§ What the task requires
When the line containing "point(333, 371)" appears in the entries below, begin printing there and stop after the line containing "point(329, 520)"; print each of those lines exactly and no other line.

Natural language region descriptions:
= Beginning of Section =
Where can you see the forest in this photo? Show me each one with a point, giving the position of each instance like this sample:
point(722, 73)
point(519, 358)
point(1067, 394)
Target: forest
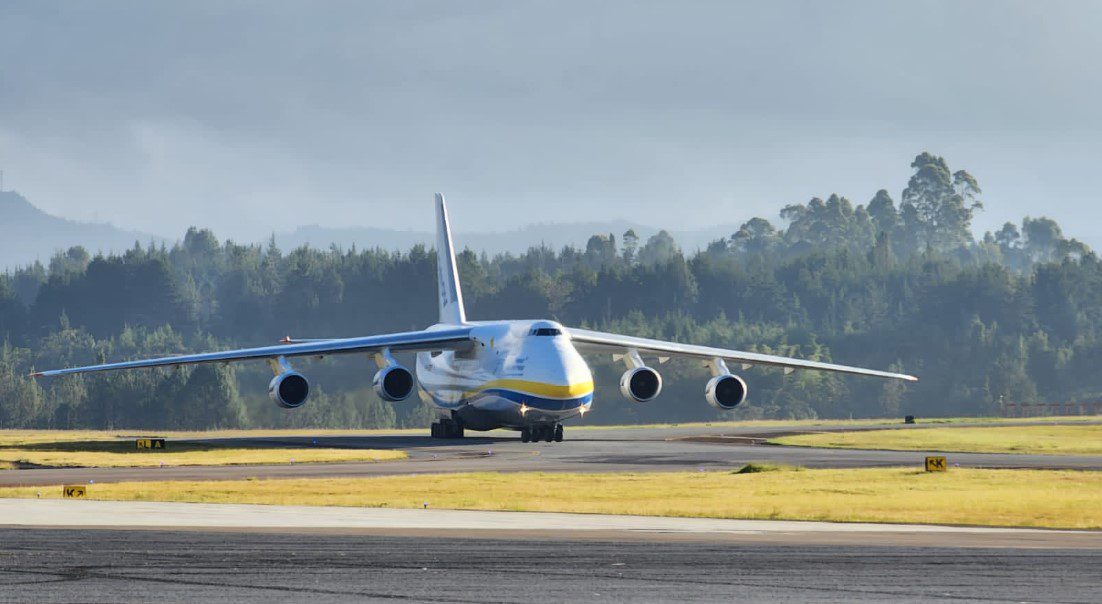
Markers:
= End of Section =
= Beginning of Section =
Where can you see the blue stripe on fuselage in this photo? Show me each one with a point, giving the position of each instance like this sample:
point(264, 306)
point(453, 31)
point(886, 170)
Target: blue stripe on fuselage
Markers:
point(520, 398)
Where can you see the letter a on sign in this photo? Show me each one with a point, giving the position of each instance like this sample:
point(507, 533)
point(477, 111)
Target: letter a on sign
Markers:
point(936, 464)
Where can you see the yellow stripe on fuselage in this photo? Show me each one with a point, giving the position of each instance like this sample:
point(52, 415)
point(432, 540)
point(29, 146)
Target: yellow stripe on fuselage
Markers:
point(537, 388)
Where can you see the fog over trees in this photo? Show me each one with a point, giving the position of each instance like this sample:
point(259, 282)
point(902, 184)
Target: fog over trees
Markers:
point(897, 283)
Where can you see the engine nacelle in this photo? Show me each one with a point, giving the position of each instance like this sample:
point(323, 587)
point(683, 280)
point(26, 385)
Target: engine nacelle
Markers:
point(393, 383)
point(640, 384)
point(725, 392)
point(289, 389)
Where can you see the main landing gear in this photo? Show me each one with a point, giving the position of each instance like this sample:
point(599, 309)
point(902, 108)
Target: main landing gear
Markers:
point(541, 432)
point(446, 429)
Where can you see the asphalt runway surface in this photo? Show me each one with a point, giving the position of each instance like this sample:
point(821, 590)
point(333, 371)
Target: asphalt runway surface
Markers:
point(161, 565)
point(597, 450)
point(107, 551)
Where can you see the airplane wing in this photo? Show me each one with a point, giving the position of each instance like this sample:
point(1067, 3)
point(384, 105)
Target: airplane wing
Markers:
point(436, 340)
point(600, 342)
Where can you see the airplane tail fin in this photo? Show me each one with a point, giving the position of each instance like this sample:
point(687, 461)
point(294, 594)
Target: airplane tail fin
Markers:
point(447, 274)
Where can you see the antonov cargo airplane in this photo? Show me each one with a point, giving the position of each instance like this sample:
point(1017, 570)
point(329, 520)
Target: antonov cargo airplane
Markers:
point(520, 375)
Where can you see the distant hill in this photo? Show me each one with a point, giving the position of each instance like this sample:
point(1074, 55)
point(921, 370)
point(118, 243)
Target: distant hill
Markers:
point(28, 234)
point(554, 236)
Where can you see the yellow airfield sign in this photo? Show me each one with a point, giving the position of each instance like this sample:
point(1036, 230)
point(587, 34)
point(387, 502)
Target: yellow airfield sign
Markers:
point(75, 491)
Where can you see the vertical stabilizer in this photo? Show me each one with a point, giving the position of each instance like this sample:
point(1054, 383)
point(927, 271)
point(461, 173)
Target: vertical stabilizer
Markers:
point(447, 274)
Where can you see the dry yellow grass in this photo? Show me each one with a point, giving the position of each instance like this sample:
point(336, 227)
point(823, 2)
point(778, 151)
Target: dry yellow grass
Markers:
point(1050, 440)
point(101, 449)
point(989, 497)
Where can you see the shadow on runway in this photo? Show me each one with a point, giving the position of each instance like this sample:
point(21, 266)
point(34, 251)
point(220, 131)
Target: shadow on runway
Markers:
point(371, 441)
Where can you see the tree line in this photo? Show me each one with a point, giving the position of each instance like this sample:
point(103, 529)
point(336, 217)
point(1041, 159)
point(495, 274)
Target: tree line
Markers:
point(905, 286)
= End of Section =
= Beginning of Section =
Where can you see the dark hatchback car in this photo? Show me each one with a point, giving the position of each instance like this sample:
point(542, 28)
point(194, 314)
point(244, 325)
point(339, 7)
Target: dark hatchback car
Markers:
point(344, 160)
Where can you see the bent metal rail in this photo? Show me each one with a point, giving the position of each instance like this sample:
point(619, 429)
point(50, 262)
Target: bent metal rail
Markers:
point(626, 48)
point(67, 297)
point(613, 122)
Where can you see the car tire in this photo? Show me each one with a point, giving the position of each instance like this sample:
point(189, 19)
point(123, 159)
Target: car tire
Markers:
= End of Section =
§ Task output
point(333, 371)
Target: asphalt runway surface
Markers:
point(161, 565)
point(597, 450)
point(107, 551)
Where can you see the airplane wing in this photo? Show me each one with a point, giving the position of each instance like this sample:
point(1067, 3)
point(384, 105)
Target: airplane wing
Markers:
point(436, 340)
point(600, 342)
Where can you see the airplane tail fin in this photo? Show me each one with a point, giving the position of each instance like this sample:
point(687, 461)
point(294, 594)
Target: airplane tail fin
Markers:
point(447, 274)
Where can you see the antonov cargo airplane in this photo? Show me each one with a point, giving the position of each instance like this sample:
point(1017, 570)
point(329, 520)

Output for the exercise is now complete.